Consigne A
Relevez dans l'extrait toutes les personnes dont le nom de famille est précédé de « Madame » ou « Monsieur ». Citez chacune une seule fois.

Extrait

::::::::::

CB/AM
Numéro 12/3715
COUR D'APPEL DE PAU
1ère Chambre
ARRET DU 25/09/2012
Dossier : 11/03207
Nature affaire :
Demande en garantie des vices cachés ou tendant à faire sanctionner un défaut de conformité
Affaire :
SCCV LE CLOS AMETS
C/
[G] [V]
Grosse délivrée le :
à :
RÉPUBLIQUE FRANÇAISE
AU NOM DU PEUPLE FRANÇAIS
A R R E T
prononcé publiquement par mise à disposition de l'arrêt au greffe de la Cour le 25 septembre 2012, les parties en ayant été préalablement avisées dans les conditions prévues au deuxième alinéa de l'article 450 du code de procédure civile.
* * * * *
APRES DÉBATS
à l'audience publique tenue le 11 juin 2012, devant :
Madame BENEIX, magistrat chargé du rapport,
assistée de Madame PEYRON, Greffier, présente à l'appel des causes,
Monsieur CASTAGNE, en application des articles 786 et 907 du Code de Procédure Civile et à défaut d'opposition a tenu l'audience pour entendre les plaidoiries, en présence de Madame BENEIX, et en a rendu compte à la Cour composée de :
Madame PONS, Président
Monsieur CASTAGNE, Conseiller
Madame BENEIX, Conseiller
qui en ont délibéré conformément à la loi.

::::::::::

Consigne B
Affichez chaque ligne des enregistrements où figure le mot « hair ».

::::::::::

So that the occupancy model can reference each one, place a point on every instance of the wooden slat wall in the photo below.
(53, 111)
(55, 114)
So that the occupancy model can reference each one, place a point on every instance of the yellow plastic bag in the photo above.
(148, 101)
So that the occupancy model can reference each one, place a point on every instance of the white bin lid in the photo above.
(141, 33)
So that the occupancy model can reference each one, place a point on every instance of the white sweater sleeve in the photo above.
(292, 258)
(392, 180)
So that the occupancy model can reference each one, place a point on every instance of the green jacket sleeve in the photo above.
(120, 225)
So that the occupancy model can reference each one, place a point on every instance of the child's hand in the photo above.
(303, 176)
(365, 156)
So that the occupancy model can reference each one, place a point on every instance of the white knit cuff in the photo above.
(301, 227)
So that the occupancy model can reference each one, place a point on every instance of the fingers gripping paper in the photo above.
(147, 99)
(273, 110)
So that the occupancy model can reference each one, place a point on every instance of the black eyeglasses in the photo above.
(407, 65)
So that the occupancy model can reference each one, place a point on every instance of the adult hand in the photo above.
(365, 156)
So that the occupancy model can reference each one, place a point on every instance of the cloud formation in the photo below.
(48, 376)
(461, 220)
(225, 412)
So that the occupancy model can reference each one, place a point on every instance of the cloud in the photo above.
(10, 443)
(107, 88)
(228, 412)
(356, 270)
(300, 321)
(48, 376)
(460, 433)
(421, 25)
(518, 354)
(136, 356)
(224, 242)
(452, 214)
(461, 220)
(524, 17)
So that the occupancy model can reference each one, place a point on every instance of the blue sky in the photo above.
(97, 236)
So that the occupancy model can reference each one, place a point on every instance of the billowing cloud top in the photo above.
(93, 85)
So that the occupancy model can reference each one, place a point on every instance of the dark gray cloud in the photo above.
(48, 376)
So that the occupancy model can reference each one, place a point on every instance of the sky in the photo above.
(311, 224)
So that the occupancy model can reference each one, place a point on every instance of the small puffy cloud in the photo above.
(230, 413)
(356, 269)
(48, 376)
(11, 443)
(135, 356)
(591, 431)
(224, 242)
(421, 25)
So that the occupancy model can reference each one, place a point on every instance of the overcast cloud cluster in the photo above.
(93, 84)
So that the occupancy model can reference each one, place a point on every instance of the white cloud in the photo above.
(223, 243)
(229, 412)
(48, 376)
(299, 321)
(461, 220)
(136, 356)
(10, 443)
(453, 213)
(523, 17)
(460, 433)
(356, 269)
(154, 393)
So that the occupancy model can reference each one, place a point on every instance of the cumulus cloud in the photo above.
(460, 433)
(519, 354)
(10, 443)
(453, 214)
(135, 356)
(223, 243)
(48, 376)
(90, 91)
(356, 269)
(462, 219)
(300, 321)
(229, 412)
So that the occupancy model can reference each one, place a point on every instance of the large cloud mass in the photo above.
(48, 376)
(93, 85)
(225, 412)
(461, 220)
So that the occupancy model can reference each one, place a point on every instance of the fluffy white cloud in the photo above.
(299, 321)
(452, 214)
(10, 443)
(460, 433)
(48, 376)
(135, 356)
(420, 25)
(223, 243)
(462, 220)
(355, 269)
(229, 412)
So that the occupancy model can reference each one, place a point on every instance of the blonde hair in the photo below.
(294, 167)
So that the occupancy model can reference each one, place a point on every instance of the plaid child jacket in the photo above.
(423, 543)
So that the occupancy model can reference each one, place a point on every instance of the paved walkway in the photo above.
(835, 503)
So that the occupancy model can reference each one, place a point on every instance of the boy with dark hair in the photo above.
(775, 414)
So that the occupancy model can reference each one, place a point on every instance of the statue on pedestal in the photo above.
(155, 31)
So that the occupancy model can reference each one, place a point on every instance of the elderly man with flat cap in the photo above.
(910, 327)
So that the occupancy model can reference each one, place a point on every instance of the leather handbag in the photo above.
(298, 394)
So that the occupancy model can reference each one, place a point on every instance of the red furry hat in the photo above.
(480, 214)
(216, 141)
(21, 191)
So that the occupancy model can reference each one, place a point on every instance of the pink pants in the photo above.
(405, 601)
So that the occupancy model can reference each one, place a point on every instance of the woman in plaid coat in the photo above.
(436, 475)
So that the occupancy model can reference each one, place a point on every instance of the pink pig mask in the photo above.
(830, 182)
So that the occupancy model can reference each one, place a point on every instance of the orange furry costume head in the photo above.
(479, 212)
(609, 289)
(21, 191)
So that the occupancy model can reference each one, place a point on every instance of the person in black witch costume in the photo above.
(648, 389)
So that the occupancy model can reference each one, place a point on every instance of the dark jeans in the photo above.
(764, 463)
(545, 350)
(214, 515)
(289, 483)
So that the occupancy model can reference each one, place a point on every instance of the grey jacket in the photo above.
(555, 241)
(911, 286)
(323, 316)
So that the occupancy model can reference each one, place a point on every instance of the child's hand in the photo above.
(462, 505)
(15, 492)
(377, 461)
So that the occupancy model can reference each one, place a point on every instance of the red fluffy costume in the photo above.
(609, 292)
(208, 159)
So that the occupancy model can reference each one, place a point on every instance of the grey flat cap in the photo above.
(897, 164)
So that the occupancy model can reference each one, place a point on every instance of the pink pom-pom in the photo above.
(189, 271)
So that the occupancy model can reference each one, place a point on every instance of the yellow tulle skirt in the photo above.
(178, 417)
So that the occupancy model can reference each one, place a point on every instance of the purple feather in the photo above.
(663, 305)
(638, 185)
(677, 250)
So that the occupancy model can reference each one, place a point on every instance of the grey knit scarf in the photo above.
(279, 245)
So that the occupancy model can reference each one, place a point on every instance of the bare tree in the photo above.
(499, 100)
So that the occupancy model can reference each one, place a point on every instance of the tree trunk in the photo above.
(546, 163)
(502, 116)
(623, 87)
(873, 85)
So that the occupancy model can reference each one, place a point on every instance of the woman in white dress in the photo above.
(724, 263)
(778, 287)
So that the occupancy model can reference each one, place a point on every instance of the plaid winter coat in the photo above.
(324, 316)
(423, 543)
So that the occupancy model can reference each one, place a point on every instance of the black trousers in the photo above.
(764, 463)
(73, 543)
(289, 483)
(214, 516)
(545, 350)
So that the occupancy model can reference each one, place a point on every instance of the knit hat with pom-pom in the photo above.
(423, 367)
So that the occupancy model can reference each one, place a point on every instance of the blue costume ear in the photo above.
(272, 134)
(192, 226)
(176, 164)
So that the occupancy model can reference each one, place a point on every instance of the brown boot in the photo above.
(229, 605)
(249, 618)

::::::::::

Solution proposée A
Madame BENEIX, Madame PEYRON, Monsieur CASTAGNE, Madame PONS

Solution proposée B
So that the occupancy model can reference each one, place a point on every instance of the blonde hair in the photo below.
So that the occupancy model can reference each one, place a point on every instance of the boy with dark hair in the photo above.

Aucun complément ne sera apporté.